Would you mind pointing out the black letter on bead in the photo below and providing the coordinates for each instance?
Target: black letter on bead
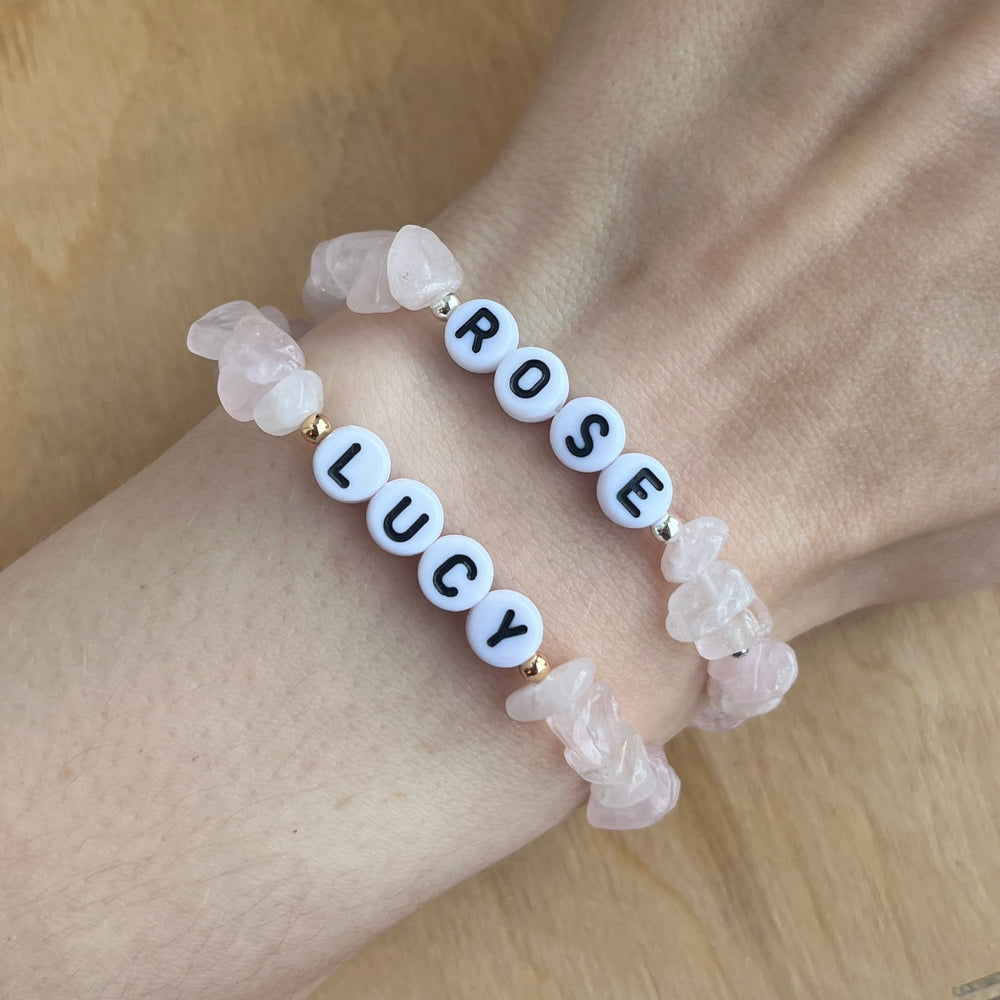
(544, 374)
(634, 485)
(446, 589)
(479, 333)
(334, 471)
(402, 536)
(505, 631)
(603, 428)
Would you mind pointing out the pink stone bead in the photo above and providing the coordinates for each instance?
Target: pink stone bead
(707, 602)
(208, 334)
(277, 317)
(594, 735)
(335, 266)
(689, 553)
(748, 628)
(256, 357)
(298, 328)
(637, 780)
(647, 812)
(287, 403)
(563, 685)
(422, 270)
(753, 684)
(713, 720)
(370, 291)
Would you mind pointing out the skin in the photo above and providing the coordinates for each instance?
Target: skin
(237, 743)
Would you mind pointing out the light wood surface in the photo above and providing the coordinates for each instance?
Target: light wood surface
(156, 159)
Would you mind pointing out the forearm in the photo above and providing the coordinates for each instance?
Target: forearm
(235, 745)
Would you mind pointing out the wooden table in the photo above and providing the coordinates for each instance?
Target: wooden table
(156, 159)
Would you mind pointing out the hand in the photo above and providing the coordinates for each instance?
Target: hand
(784, 281)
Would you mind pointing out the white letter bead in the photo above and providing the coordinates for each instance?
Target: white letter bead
(587, 434)
(479, 334)
(351, 464)
(455, 573)
(404, 517)
(634, 490)
(504, 629)
(531, 384)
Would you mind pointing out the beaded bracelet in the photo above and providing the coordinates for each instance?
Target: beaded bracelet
(262, 377)
(715, 606)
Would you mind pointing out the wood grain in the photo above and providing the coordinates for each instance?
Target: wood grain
(156, 159)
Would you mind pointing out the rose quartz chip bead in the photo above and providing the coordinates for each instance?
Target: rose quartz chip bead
(628, 790)
(257, 356)
(745, 686)
(647, 811)
(379, 271)
(563, 685)
(695, 546)
(208, 334)
(422, 270)
(340, 265)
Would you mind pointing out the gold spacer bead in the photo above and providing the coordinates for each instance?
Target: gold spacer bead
(446, 306)
(315, 427)
(536, 669)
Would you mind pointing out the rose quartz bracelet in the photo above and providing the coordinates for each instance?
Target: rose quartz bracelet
(714, 607)
(262, 377)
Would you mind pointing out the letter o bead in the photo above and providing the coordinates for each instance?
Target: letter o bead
(455, 573)
(351, 464)
(531, 384)
(404, 517)
(479, 334)
(634, 490)
(504, 629)
(587, 434)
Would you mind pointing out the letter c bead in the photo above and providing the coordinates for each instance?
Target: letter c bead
(404, 517)
(351, 464)
(455, 573)
(634, 490)
(504, 629)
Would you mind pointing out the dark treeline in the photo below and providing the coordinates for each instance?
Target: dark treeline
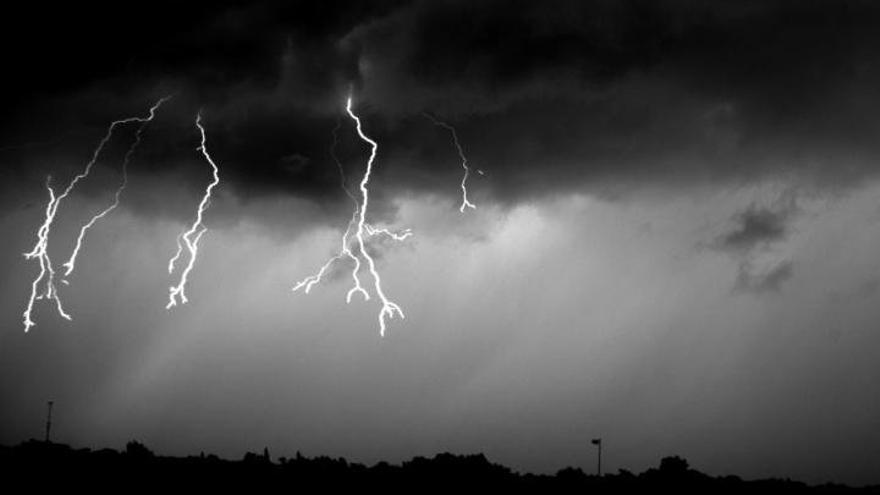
(36, 466)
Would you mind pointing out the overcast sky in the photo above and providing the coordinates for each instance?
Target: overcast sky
(674, 246)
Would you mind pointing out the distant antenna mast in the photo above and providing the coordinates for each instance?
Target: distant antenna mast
(49, 420)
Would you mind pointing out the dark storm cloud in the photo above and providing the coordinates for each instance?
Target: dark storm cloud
(547, 96)
(756, 226)
(754, 232)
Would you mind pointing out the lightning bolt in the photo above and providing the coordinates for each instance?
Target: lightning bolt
(388, 308)
(40, 250)
(361, 229)
(190, 238)
(464, 201)
(71, 263)
(46, 270)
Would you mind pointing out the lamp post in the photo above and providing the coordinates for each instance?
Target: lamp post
(48, 420)
(598, 443)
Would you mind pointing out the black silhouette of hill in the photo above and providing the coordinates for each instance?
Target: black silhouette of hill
(35, 466)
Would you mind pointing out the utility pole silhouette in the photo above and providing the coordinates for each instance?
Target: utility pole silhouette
(49, 420)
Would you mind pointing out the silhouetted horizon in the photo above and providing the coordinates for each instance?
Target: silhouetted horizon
(442, 470)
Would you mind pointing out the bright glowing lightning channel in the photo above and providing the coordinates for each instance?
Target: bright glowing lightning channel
(464, 201)
(388, 308)
(71, 263)
(191, 237)
(358, 219)
(46, 270)
(345, 251)
(41, 248)
(307, 283)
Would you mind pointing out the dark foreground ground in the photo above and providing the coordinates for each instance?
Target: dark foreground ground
(35, 467)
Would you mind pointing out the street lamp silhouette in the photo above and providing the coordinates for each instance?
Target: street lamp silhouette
(49, 419)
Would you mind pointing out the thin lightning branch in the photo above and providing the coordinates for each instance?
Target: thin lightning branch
(41, 248)
(71, 263)
(191, 237)
(388, 308)
(307, 283)
(46, 270)
(358, 220)
(464, 201)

+++

-- Exercise brief --
Starting at the line that contains "Would you mind pointing out the bright", retype each line through the end of the listing above and nothing else.

-- Output for this task --
Would you mind pointing out the bright glowing lightning channel in the photo above and providing the coordinates for each instance?
Target: bright glowing lightning channel
(464, 201)
(388, 308)
(71, 263)
(191, 237)
(358, 219)
(46, 270)
(345, 251)
(41, 248)
(307, 283)
Would you mind pointing out the dark foreground ground in the photo above and providing the coordinates for each instance?
Target: dark foreground ground
(35, 467)
Would you mind pointing out the street lamp silhouette in the photo above and providing the coordinates for each instance?
Target: street lamp silhouette
(49, 419)
Would you mind pointing out the thin lightning branch in the photo above and providing the coordinates for each instance?
Target: thin lightning branch
(41, 248)
(71, 263)
(191, 237)
(388, 308)
(307, 283)
(46, 270)
(358, 220)
(464, 201)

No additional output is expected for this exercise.